§ Objective: Update the entries below by changing "marker" to "dot" wherever it occurs, keeping everything else the same. Leave the pictures out of your answer.

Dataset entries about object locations
╭──
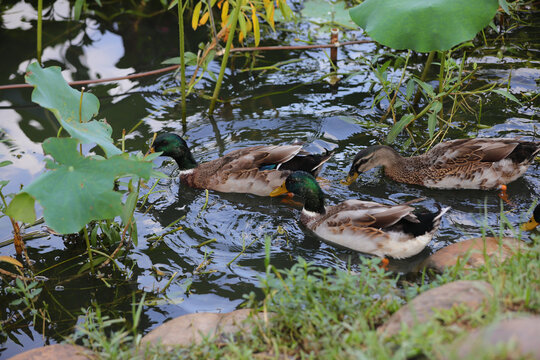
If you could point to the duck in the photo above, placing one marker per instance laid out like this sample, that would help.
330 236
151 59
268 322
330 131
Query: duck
534 220
365 226
254 170
480 163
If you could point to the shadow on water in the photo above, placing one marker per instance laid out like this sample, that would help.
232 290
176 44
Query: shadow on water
232 228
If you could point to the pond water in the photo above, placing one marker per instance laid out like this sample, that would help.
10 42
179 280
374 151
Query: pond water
274 107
╰──
§ Expected answer:
If you could point to the duck in the photo above, placing one dot per instance laid out like this sample, that would help.
330 236
151 59
268 322
330 131
Query: duck
534 220
365 226
254 170
480 163
If you could point to the shadow on water in the photo above, placing one dot per instance laid out like this sample, that would help.
232 290
176 44
Query: shadow on water
232 228
If you could point to the pond water in the photo above, placing one dot per instance laid out like this sample, that would help.
10 42
179 280
374 151
Query: pond water
274 107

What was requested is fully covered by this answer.